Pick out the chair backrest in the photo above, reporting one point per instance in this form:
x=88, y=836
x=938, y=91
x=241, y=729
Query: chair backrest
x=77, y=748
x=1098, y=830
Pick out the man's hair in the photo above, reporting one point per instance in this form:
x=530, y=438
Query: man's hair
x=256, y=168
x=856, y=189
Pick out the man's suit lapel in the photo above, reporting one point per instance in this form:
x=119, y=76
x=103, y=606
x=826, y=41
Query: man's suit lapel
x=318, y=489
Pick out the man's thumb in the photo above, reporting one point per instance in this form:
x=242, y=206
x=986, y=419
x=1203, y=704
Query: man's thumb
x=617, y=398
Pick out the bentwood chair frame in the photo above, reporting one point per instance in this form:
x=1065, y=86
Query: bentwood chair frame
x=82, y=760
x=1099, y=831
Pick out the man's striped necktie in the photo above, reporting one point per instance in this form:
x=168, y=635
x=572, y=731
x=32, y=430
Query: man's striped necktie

Task directions:
Take every line from the records above that has the word "instance" and copy it.

Completed task:
Pick out the chair backrest in the photo above, reporting one point per instance in this form:
Pick out the man's hair in the photo above, reporting one point per instance in this form:
Pick out the man's suit lapel in the photo above, reporting one point per instance in this form:
Pick out the man's thumb in the photo above, reporting one point per instance in this form:
Pick out the bentwood chair frame in the photo above, reporting one point per instance in this form:
Pick out the man's striped necktie in the photo above, reporting one point per instance in this form:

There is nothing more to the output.